### Exercise
Reproduce every line of the material below, but drop the pictures.

________________________________________

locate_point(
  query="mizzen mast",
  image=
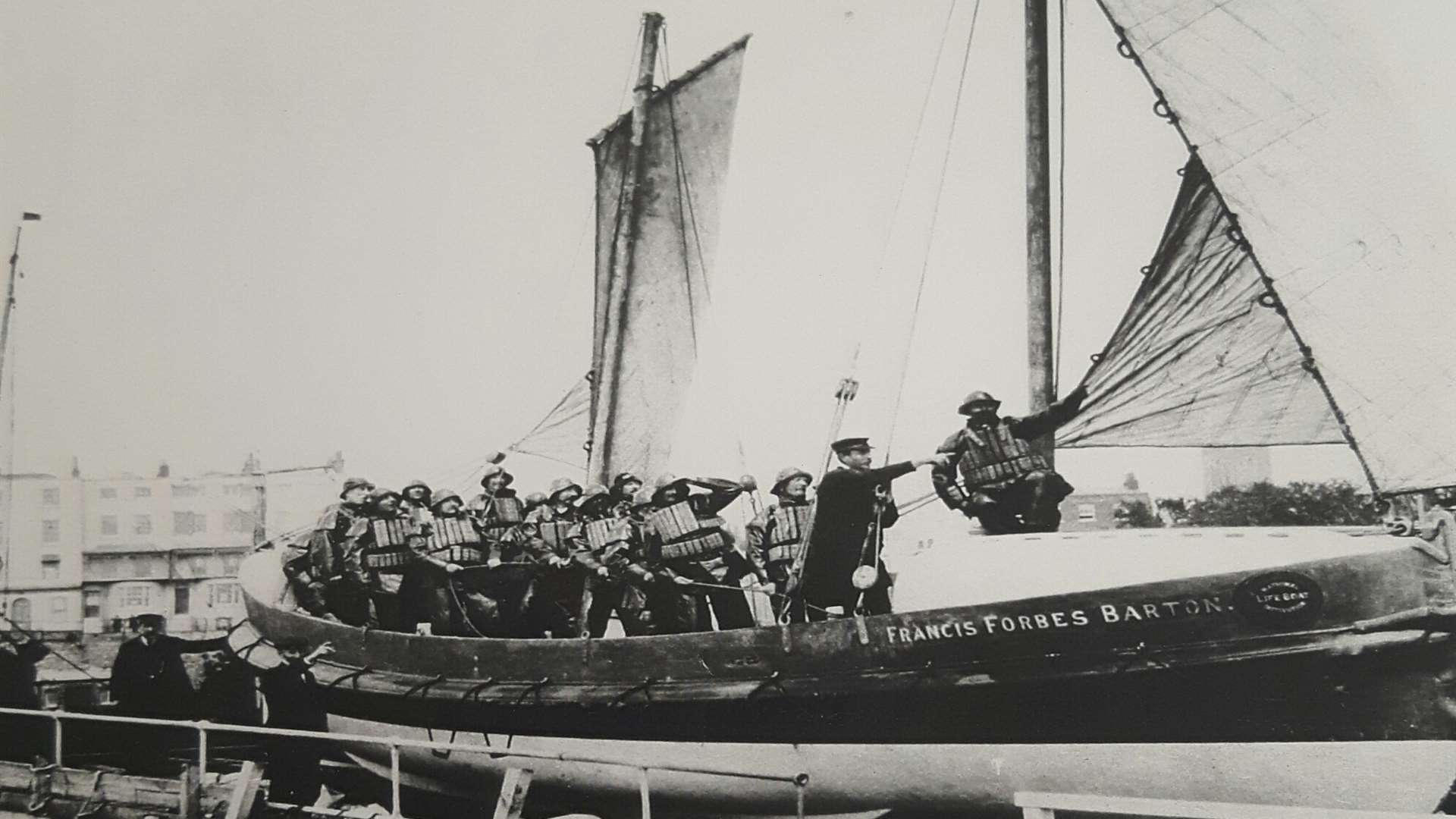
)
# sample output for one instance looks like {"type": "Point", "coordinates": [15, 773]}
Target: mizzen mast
{"type": "Point", "coordinates": [1038, 219]}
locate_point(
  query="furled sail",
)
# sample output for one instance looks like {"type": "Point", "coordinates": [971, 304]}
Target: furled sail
{"type": "Point", "coordinates": [644, 354]}
{"type": "Point", "coordinates": [1340, 235]}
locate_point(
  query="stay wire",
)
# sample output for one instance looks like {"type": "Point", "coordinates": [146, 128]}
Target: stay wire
{"type": "Point", "coordinates": [905, 174]}
{"type": "Point", "coordinates": [929, 237]}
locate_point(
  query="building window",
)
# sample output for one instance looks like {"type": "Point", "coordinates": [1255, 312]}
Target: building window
{"type": "Point", "coordinates": [239, 522]}
{"type": "Point", "coordinates": [188, 523]}
{"type": "Point", "coordinates": [20, 611]}
{"type": "Point", "coordinates": [136, 596]}
{"type": "Point", "coordinates": [224, 595]}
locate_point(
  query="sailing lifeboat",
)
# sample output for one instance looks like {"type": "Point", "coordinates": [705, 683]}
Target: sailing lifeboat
{"type": "Point", "coordinates": [1296, 667]}
{"type": "Point", "coordinates": [1307, 665]}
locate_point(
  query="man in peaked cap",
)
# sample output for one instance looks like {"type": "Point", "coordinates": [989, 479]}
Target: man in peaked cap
{"type": "Point", "coordinates": [1006, 483]}
{"type": "Point", "coordinates": [854, 504]}
{"type": "Point", "coordinates": [775, 535]}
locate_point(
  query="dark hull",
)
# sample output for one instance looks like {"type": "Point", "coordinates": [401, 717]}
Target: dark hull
{"type": "Point", "coordinates": [1337, 651]}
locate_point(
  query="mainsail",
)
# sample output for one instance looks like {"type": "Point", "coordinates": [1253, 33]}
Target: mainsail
{"type": "Point", "coordinates": [648, 312]}
{"type": "Point", "coordinates": [1299, 293]}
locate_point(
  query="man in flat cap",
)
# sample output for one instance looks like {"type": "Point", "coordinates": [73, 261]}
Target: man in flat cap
{"type": "Point", "coordinates": [1006, 483]}
{"type": "Point", "coordinates": [851, 502]}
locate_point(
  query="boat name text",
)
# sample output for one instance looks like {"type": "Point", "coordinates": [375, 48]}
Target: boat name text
{"type": "Point", "coordinates": [1104, 614]}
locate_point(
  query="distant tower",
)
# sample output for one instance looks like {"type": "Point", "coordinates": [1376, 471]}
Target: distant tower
{"type": "Point", "coordinates": [1235, 466]}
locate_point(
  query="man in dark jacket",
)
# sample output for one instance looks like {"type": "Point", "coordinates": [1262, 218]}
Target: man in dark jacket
{"type": "Point", "coordinates": [24, 736]}
{"type": "Point", "coordinates": [1006, 483]}
{"type": "Point", "coordinates": [296, 703]}
{"type": "Point", "coordinates": [149, 679]}
{"type": "Point", "coordinates": [843, 521]}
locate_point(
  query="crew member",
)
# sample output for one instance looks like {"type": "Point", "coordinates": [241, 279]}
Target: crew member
{"type": "Point", "coordinates": [851, 500]}
{"type": "Point", "coordinates": [609, 548]}
{"type": "Point", "coordinates": [498, 513]}
{"type": "Point", "coordinates": [777, 537]}
{"type": "Point", "coordinates": [1006, 483]}
{"type": "Point", "coordinates": [695, 551]}
{"type": "Point", "coordinates": [149, 679]}
{"type": "Point", "coordinates": [561, 583]}
{"type": "Point", "coordinates": [425, 602]}
{"type": "Point", "coordinates": [25, 736]}
{"type": "Point", "coordinates": [625, 487]}
{"type": "Point", "coordinates": [338, 556]}
{"type": "Point", "coordinates": [294, 703]}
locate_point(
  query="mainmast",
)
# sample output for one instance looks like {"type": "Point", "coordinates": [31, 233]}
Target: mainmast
{"type": "Point", "coordinates": [1038, 219]}
{"type": "Point", "coordinates": [604, 394]}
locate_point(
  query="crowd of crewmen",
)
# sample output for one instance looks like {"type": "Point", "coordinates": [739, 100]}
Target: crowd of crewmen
{"type": "Point", "coordinates": [549, 564]}
{"type": "Point", "coordinates": [560, 564]}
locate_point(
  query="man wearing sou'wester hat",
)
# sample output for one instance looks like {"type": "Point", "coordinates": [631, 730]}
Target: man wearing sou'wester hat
{"type": "Point", "coordinates": [1008, 485]}
{"type": "Point", "coordinates": [846, 509]}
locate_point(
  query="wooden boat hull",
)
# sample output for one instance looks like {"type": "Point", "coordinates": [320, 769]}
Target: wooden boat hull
{"type": "Point", "coordinates": [1273, 679]}
{"type": "Point", "coordinates": [1386, 776]}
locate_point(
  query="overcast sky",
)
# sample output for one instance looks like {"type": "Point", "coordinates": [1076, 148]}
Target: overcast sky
{"type": "Point", "coordinates": [310, 228]}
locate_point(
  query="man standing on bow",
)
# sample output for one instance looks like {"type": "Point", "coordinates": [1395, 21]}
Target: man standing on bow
{"type": "Point", "coordinates": [777, 535]}
{"type": "Point", "coordinates": [1006, 483]}
{"type": "Point", "coordinates": [854, 504]}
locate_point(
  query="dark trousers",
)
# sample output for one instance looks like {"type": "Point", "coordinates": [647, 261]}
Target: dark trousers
{"type": "Point", "coordinates": [610, 595]}
{"type": "Point", "coordinates": [350, 601]}
{"type": "Point", "coordinates": [294, 776]}
{"type": "Point", "coordinates": [1024, 504]}
{"type": "Point", "coordinates": [871, 601]}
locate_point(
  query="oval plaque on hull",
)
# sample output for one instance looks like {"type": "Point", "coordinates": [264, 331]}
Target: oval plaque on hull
{"type": "Point", "coordinates": [1279, 599]}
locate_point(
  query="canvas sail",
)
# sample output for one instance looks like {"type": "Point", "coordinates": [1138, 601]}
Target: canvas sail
{"type": "Point", "coordinates": [641, 379]}
{"type": "Point", "coordinates": [1345, 219]}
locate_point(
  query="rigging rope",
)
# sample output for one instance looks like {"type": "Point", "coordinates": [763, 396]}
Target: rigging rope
{"type": "Point", "coordinates": [929, 237]}
{"type": "Point", "coordinates": [905, 174]}
{"type": "Point", "coordinates": [1062, 191]}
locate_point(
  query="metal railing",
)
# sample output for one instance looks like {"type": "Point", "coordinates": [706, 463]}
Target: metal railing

________________________________________

### Answer for this exercise
locate_point(
  query="mizzen mast",
  image=
)
# sample output for one instance looks like {"type": "Point", "coordinates": [15, 773]}
Target: mizzen mast
{"type": "Point", "coordinates": [1038, 219]}
locate_point(
  query="furled sail",
)
# sample output for one instance looks like {"type": "Point", "coordinates": [971, 304]}
Target: furled sail
{"type": "Point", "coordinates": [644, 354]}
{"type": "Point", "coordinates": [1340, 235]}
locate_point(
  query="stay wire",
)
# sample output for one instance looks like {"type": "Point", "coordinates": [146, 128]}
Target: stay wire
{"type": "Point", "coordinates": [905, 174]}
{"type": "Point", "coordinates": [929, 237]}
locate_point(
  query="building window",
)
# sample output for one instance looks like {"type": "Point", "coordinates": [1255, 312]}
Target: building window
{"type": "Point", "coordinates": [239, 522]}
{"type": "Point", "coordinates": [188, 523]}
{"type": "Point", "coordinates": [20, 611]}
{"type": "Point", "coordinates": [136, 596]}
{"type": "Point", "coordinates": [224, 595]}
locate_point(
  query="sailing lifeboat",
)
# sample output for one instance looks like {"type": "Point", "coordinates": [705, 683]}
Target: sailing lifeboat
{"type": "Point", "coordinates": [1296, 667]}
{"type": "Point", "coordinates": [1307, 665]}
locate_point(
  query="man in peaked cap",
)
# sample output for one instance looks like {"type": "Point", "coordinates": [989, 479]}
Target: man in peaked cap
{"type": "Point", "coordinates": [1006, 483]}
{"type": "Point", "coordinates": [854, 504]}
{"type": "Point", "coordinates": [775, 535]}
locate_point(
  query="dark hull",
)
# sample output for one instance looks like {"type": "Point", "coordinates": [401, 717]}
Target: dark hull
{"type": "Point", "coordinates": [1337, 651]}
locate_point(
  query="mainsail",
)
# sample output for one instance looks like {"type": "Point", "coordinates": [1253, 33]}
Target: mainsail
{"type": "Point", "coordinates": [648, 312]}
{"type": "Point", "coordinates": [1299, 293]}
locate_point(
  query="man in flat cap",
)
# sample output for one instance looks like {"type": "Point", "coordinates": [73, 261]}
Target: man in flat cap
{"type": "Point", "coordinates": [1006, 483]}
{"type": "Point", "coordinates": [851, 502]}
locate_point(
  query="boat name text",
)
# sample output for one instance looks like {"type": "Point", "coordinates": [375, 48]}
Target: boat name text
{"type": "Point", "coordinates": [1104, 614]}
locate_point(
  query="distant tower",
)
# sample output for one instance looks like {"type": "Point", "coordinates": [1376, 471]}
Target: distant tower
{"type": "Point", "coordinates": [1235, 466]}
locate_point(
  query="man in dark jacket",
)
# sample output for one instance looks like {"type": "Point", "coordinates": [1262, 218]}
Target: man in dark jacket
{"type": "Point", "coordinates": [24, 736]}
{"type": "Point", "coordinates": [1006, 483]}
{"type": "Point", "coordinates": [296, 703]}
{"type": "Point", "coordinates": [149, 679]}
{"type": "Point", "coordinates": [843, 521]}
locate_point(
  query="crew member",
)
# sample output for one instance looks like {"type": "Point", "coordinates": [241, 279]}
Target: crew member
{"type": "Point", "coordinates": [851, 500]}
{"type": "Point", "coordinates": [609, 548]}
{"type": "Point", "coordinates": [498, 513]}
{"type": "Point", "coordinates": [777, 537]}
{"type": "Point", "coordinates": [1006, 483]}
{"type": "Point", "coordinates": [695, 551]}
{"type": "Point", "coordinates": [149, 679]}
{"type": "Point", "coordinates": [561, 583]}
{"type": "Point", "coordinates": [425, 602]}
{"type": "Point", "coordinates": [25, 736]}
{"type": "Point", "coordinates": [625, 487]}
{"type": "Point", "coordinates": [338, 556]}
{"type": "Point", "coordinates": [294, 703]}
locate_point(
  query="mainmast",
)
# sample output for one instance looks like {"type": "Point", "coordinates": [31, 233]}
Target: mainmast
{"type": "Point", "coordinates": [1038, 219]}
{"type": "Point", "coordinates": [604, 394]}
locate_point(
  query="crowd of crewmen",
)
# sample output for one instance looks like {"type": "Point", "coordinates": [739, 100]}
Target: crowd of crewmen
{"type": "Point", "coordinates": [549, 564]}
{"type": "Point", "coordinates": [560, 564]}
locate_point(
  query="man wearing sou'wester hat",
)
# sample output for one instance looks like {"type": "Point", "coordinates": [631, 730]}
Target: man wearing sou'wester hat
{"type": "Point", "coordinates": [1008, 485]}
{"type": "Point", "coordinates": [846, 509]}
locate_point(
  query="wooden boat hull",
)
# sample output for one instance looks like {"type": "Point", "coordinates": [320, 769]}
Target: wooden boat hull
{"type": "Point", "coordinates": [1273, 679]}
{"type": "Point", "coordinates": [1386, 776]}
locate_point(
  query="overcast sky",
)
# sample output for one instance looks like {"type": "Point", "coordinates": [1076, 148]}
Target: overcast sky
{"type": "Point", "coordinates": [310, 228]}
locate_point(
  query="man standing on bow",
)
# sample output for one instance looks like {"type": "Point", "coordinates": [1395, 21]}
Target: man standing on bow
{"type": "Point", "coordinates": [777, 535]}
{"type": "Point", "coordinates": [1006, 483]}
{"type": "Point", "coordinates": [854, 504]}
locate_point(
  query="dark trousers",
)
# sample output for one instance looks like {"type": "Point", "coordinates": [647, 261]}
Target: dark trousers
{"type": "Point", "coordinates": [610, 595]}
{"type": "Point", "coordinates": [350, 601]}
{"type": "Point", "coordinates": [294, 776]}
{"type": "Point", "coordinates": [1024, 504]}
{"type": "Point", "coordinates": [871, 601]}
locate_point(
  query="oval plaque on hull",
)
# sample output for one instance looks like {"type": "Point", "coordinates": [264, 331]}
Target: oval plaque on hull
{"type": "Point", "coordinates": [1279, 599]}
locate_point(
  query="canvas sail",
)
# sample output for one instance looks like {"type": "Point", "coordinates": [1138, 601]}
Target: canvas sail
{"type": "Point", "coordinates": [641, 379]}
{"type": "Point", "coordinates": [1345, 219]}
locate_point(
  query="rigging rope",
)
# sample output for one instance looks like {"type": "Point", "coordinates": [763, 396]}
Target: rigging rope
{"type": "Point", "coordinates": [929, 237]}
{"type": "Point", "coordinates": [905, 174]}
{"type": "Point", "coordinates": [1062, 191]}
locate_point(
  query="metal railing",
)
# sample output for one instance looks like {"type": "Point", "coordinates": [706, 463]}
Target: metal railing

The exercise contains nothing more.